Pull out every line below that contains the word "panel", copying each one in full. Case counts.

__________

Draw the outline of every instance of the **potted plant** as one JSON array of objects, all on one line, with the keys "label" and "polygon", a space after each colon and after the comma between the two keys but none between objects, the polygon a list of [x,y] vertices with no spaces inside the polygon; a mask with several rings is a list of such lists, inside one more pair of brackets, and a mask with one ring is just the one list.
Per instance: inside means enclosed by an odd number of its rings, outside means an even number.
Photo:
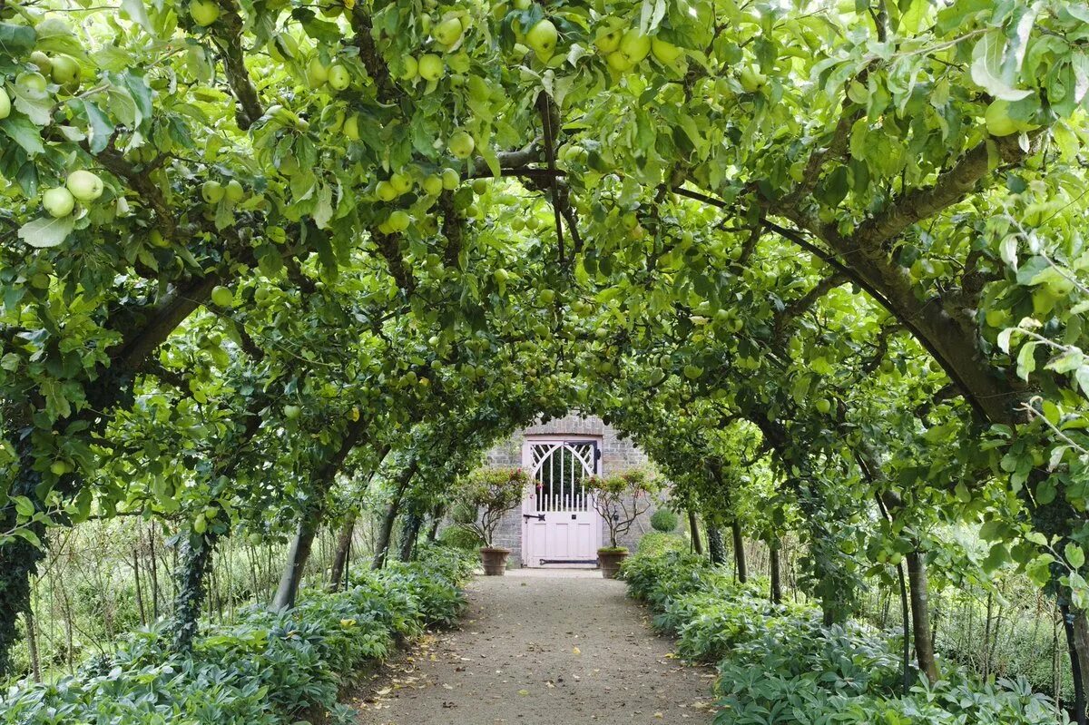
[{"label": "potted plant", "polygon": [[609,477],[594,476],[587,487],[594,492],[594,507],[609,529],[609,545],[598,549],[601,576],[613,579],[628,553],[627,548],[617,545],[616,537],[627,533],[632,524],[650,508],[654,479],[635,468]]},{"label": "potted plant", "polygon": [[476,520],[468,528],[480,537],[480,563],[488,576],[503,576],[510,549],[493,545],[503,515],[522,503],[529,477],[521,468],[478,468],[465,482],[464,501],[474,506]]}]

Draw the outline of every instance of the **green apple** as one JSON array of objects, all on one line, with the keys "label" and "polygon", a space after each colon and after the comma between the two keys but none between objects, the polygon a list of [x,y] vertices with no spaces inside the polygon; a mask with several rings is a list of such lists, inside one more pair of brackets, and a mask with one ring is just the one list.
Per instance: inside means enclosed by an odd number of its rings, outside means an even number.
[{"label": "green apple", "polygon": [[211,302],[220,307],[234,306],[234,293],[222,284],[217,284],[211,291]]},{"label": "green apple", "polygon": [[546,17],[538,21],[526,33],[526,45],[533,48],[538,59],[547,61],[555,52],[555,44],[559,38],[560,34],[556,33],[555,25]]},{"label": "green apple", "polygon": [[334,90],[344,90],[352,85],[352,74],[347,69],[338,63],[329,69],[329,85]]},{"label": "green apple", "polygon": [[605,62],[609,63],[609,67],[616,71],[617,73],[623,73],[624,71],[632,70],[632,61],[627,59],[627,56],[614,50],[613,52],[605,56]]},{"label": "green apple", "polygon": [[387,220],[390,229],[394,232],[403,232],[408,229],[408,224],[412,223],[412,217],[404,209],[397,209],[392,214],[390,214],[389,220]]},{"label": "green apple", "polygon": [[246,198],[246,189],[242,188],[242,184],[238,183],[237,179],[232,179],[227,182],[227,186],[223,187],[227,200],[231,204],[237,204],[242,199]]},{"label": "green apple", "polygon": [[223,194],[223,185],[218,181],[207,181],[200,185],[200,198],[208,204],[219,204]]},{"label": "green apple", "polygon": [[631,28],[620,39],[617,52],[624,53],[627,62],[632,65],[641,63],[643,59],[650,54],[650,38],[639,33],[638,28]]},{"label": "green apple", "polygon": [[193,0],[189,3],[189,15],[197,25],[207,27],[219,20],[219,4],[213,0]]},{"label": "green apple", "polygon": [[30,62],[38,66],[38,71],[42,74],[49,73],[53,67],[53,62],[49,60],[49,56],[45,54],[40,50],[35,50],[30,53]]},{"label": "green apple", "polygon": [[94,201],[102,196],[102,180],[83,169],[70,173],[64,185],[76,201]]},{"label": "green apple", "polygon": [[674,46],[672,42],[659,40],[657,37],[650,39],[650,52],[652,52],[654,58],[665,65],[673,65],[673,63],[676,63],[677,59],[684,53],[683,50]]},{"label": "green apple", "polygon": [[594,45],[597,47],[599,52],[608,56],[620,48],[620,39],[623,36],[623,28],[601,25],[598,27],[598,35],[594,39]]},{"label": "green apple", "polygon": [[306,70],[307,77],[310,82],[310,88],[319,88],[325,85],[326,81],[329,79],[329,69],[326,67],[320,58],[311,58],[309,64],[306,66]]},{"label": "green apple", "polygon": [[344,134],[344,137],[350,140],[359,140],[359,115],[357,113],[353,113],[344,119],[344,125],[341,126],[341,133]]},{"label": "green apple", "polygon": [[41,195],[41,206],[52,217],[68,217],[75,209],[75,197],[63,186],[47,189]]},{"label": "green apple", "polygon": [[71,56],[58,56],[53,59],[53,67],[50,71],[53,83],[66,86],[79,77],[79,64]]},{"label": "green apple", "polygon": [[473,156],[473,149],[476,148],[476,142],[473,140],[473,136],[468,133],[458,128],[450,136],[446,142],[446,147],[450,152],[453,153],[458,159],[467,159]]},{"label": "green apple", "polygon": [[745,89],[745,93],[755,94],[763,88],[764,84],[768,83],[768,76],[760,73],[756,69],[746,65],[742,69],[741,82],[742,88]]},{"label": "green apple", "polygon": [[425,81],[438,81],[445,74],[446,66],[442,59],[435,53],[424,53],[417,63],[419,77]]},{"label": "green apple", "polygon": [[436,25],[431,34],[435,36],[436,40],[450,48],[462,39],[462,33],[464,30],[465,28],[462,26],[461,20],[457,17],[450,17]]},{"label": "green apple", "polygon": [[397,198],[397,189],[393,188],[393,184],[390,182],[378,182],[375,185],[375,196],[382,201],[392,201]]},{"label": "green apple", "polygon": [[439,174],[429,174],[424,179],[424,192],[428,196],[439,196],[442,194],[442,176]]},{"label": "green apple", "polygon": [[393,189],[400,196],[401,194],[407,194],[411,192],[415,184],[411,175],[399,171],[390,176],[390,185],[393,186]]}]

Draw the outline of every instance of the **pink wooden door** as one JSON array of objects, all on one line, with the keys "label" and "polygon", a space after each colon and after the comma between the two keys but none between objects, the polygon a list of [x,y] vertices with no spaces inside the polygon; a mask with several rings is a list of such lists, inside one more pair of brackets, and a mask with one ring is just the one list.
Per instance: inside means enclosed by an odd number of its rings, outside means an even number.
[{"label": "pink wooden door", "polygon": [[530,490],[522,507],[525,566],[595,566],[601,517],[584,483],[599,470],[596,439],[530,439],[523,465]]}]

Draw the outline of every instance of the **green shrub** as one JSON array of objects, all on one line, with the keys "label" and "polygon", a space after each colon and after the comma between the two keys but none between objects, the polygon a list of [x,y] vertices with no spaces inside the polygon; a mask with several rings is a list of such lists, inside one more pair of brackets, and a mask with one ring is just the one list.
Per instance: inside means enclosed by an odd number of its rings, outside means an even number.
[{"label": "green shrub", "polygon": [[639,539],[639,545],[636,548],[636,553],[658,556],[668,551],[687,550],[688,542],[684,540],[684,537],[680,537],[675,533],[651,531],[650,533],[643,534],[643,538]]},{"label": "green shrub", "polygon": [[902,640],[854,622],[824,626],[810,606],[773,605],[701,556],[640,553],[622,573],[656,628],[677,636],[682,655],[719,661],[717,725],[1069,722],[1024,678],[983,683],[949,662],[941,681],[920,677],[904,695]]},{"label": "green shrub", "polygon": [[650,528],[662,533],[670,533],[676,531],[680,521],[681,518],[676,515],[676,512],[669,508],[659,508],[650,516]]},{"label": "green shrub", "polygon": [[484,545],[480,534],[467,526],[455,524],[439,531],[437,537],[440,544],[453,549],[476,551]]},{"label": "green shrub", "polygon": [[0,698],[0,725],[287,725],[332,711],[367,661],[399,638],[452,623],[474,557],[423,546],[419,561],[353,577],[346,591],[307,590],[287,612],[253,607],[209,627],[192,654],[170,652],[167,625],[125,637],[54,684],[23,683]]}]

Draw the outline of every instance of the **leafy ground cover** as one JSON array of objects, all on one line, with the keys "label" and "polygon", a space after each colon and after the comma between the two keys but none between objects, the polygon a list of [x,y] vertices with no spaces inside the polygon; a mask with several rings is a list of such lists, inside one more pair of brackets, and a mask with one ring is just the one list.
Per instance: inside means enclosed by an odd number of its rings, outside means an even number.
[{"label": "leafy ground cover", "polygon": [[980,680],[949,662],[933,684],[911,674],[905,693],[896,636],[857,620],[824,626],[815,607],[772,604],[702,556],[640,553],[623,577],[685,658],[718,663],[717,725],[1068,722],[1024,678]]},{"label": "leafy ground cover", "polygon": [[0,699],[0,723],[352,722],[338,695],[399,640],[451,624],[474,566],[467,555],[429,548],[416,562],[358,574],[344,591],[307,590],[293,610],[255,606],[236,625],[210,626],[186,655],[171,652],[166,627],[145,628],[73,676],[13,687]]}]

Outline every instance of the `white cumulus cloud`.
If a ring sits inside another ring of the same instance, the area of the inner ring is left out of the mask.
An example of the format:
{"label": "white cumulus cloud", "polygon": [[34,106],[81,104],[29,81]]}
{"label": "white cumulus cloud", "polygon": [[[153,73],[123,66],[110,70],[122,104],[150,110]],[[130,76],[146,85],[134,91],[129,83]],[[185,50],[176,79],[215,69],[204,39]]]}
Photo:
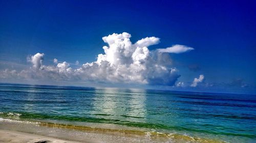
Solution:
{"label": "white cumulus cloud", "polygon": [[[5,78],[17,77],[24,80],[175,85],[180,75],[178,74],[177,69],[173,66],[168,52],[179,53],[185,51],[182,48],[191,50],[192,48],[177,45],[171,48],[176,50],[170,50],[167,48],[157,50],[159,52],[151,51],[147,47],[159,43],[159,38],[146,37],[133,44],[131,37],[130,34],[124,32],[103,37],[103,41],[108,44],[103,47],[104,53],[98,54],[96,61],[84,63],[76,69],[70,67],[67,62],[58,63],[56,59],[54,59],[54,65],[44,65],[45,54],[37,53],[28,58],[32,68],[19,72],[2,70],[0,74]],[[177,50],[179,48],[179,52]],[[163,52],[162,49],[168,49],[169,52]],[[78,61],[76,65],[79,65]],[[11,73],[9,77],[8,72]]]}
{"label": "white cumulus cloud", "polygon": [[199,76],[199,78],[195,78],[192,84],[191,84],[190,87],[196,87],[198,83],[203,82],[204,79],[204,76],[202,74]]}
{"label": "white cumulus cloud", "polygon": [[33,64],[33,68],[39,69],[42,66],[42,61],[44,60],[44,53],[37,53],[31,57],[27,58],[27,61]]}
{"label": "white cumulus cloud", "polygon": [[165,49],[158,49],[157,50],[160,52],[180,53],[188,52],[194,49],[194,48],[192,47],[187,47],[184,45],[175,45]]}
{"label": "white cumulus cloud", "polygon": [[58,64],[58,60],[57,60],[57,59],[54,58],[54,59],[53,59],[53,63],[54,64]]}

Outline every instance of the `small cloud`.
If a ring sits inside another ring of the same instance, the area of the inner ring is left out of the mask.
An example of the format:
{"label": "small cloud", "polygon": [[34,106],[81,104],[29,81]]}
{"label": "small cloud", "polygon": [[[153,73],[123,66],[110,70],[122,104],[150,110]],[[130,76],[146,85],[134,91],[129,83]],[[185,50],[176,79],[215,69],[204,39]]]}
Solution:
{"label": "small cloud", "polygon": [[53,63],[54,63],[55,64],[58,64],[58,60],[54,58],[54,59],[53,59]]}
{"label": "small cloud", "polygon": [[35,69],[39,69],[42,65],[44,53],[37,53],[34,55],[29,56],[27,58],[28,62],[31,62],[33,64],[33,68]]}
{"label": "small cloud", "polygon": [[185,86],[183,82],[179,82],[176,84],[176,87],[184,87]]}
{"label": "small cloud", "polygon": [[79,61],[76,61],[76,65],[78,65],[79,64]]}
{"label": "small cloud", "polygon": [[173,46],[170,47],[168,47],[165,49],[157,49],[157,50],[159,52],[180,53],[188,52],[194,49],[194,48],[192,47],[187,47],[184,45],[173,45]]}
{"label": "small cloud", "polygon": [[192,84],[191,84],[190,85],[190,87],[196,87],[198,83],[203,82],[204,79],[204,76],[203,74],[200,75],[199,76],[199,78],[195,78],[193,82],[192,82]]}

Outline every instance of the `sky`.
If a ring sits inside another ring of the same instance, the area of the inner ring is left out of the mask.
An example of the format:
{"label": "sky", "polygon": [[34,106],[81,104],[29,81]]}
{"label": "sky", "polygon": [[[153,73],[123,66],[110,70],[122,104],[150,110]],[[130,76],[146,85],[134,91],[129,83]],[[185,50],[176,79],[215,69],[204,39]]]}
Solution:
{"label": "sky", "polygon": [[255,6],[0,1],[0,82],[256,94]]}

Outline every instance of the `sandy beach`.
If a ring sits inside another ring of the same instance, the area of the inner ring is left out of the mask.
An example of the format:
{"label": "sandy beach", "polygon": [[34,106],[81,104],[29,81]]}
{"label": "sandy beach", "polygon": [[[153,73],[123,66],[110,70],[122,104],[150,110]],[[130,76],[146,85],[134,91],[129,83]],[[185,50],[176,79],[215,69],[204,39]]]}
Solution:
{"label": "sandy beach", "polygon": [[[0,130],[0,142],[12,142],[12,143],[65,143],[65,142],[81,142],[65,140],[57,138],[49,137],[47,136],[26,133],[14,131]],[[84,142],[92,142],[87,141]]]}

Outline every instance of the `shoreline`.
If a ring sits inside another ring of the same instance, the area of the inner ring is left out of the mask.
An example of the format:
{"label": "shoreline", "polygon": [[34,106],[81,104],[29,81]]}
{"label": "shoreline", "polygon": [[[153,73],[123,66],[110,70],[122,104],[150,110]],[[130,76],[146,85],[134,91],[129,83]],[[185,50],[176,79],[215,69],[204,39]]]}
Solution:
{"label": "shoreline", "polygon": [[225,142],[214,138],[200,138],[175,133],[167,134],[157,132],[79,127],[82,127],[2,120],[0,122],[0,142],[37,142],[45,140],[49,141],[37,142]]}
{"label": "shoreline", "polygon": [[74,141],[63,140],[59,138],[50,137],[37,134],[27,133],[7,130],[0,129],[0,142],[12,143],[79,143],[95,142],[93,141],[77,142]]}

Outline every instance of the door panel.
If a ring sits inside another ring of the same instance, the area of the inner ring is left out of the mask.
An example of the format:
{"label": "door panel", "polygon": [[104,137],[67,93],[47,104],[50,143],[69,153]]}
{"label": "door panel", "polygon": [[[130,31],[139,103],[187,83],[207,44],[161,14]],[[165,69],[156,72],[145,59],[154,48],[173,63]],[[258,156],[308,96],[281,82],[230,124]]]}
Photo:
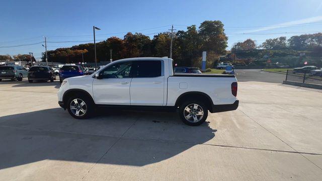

__________

→ **OUTPUT**:
Outline every instance of the door panel.
{"label": "door panel", "polygon": [[104,137],[67,93],[47,104],[50,143],[69,153]]}
{"label": "door panel", "polygon": [[[130,31],[139,103],[187,83],[207,44],[161,14]],[[165,69],[156,72],[145,59],[154,48],[173,63]],[[258,156],[308,96],[281,82],[230,124]]]}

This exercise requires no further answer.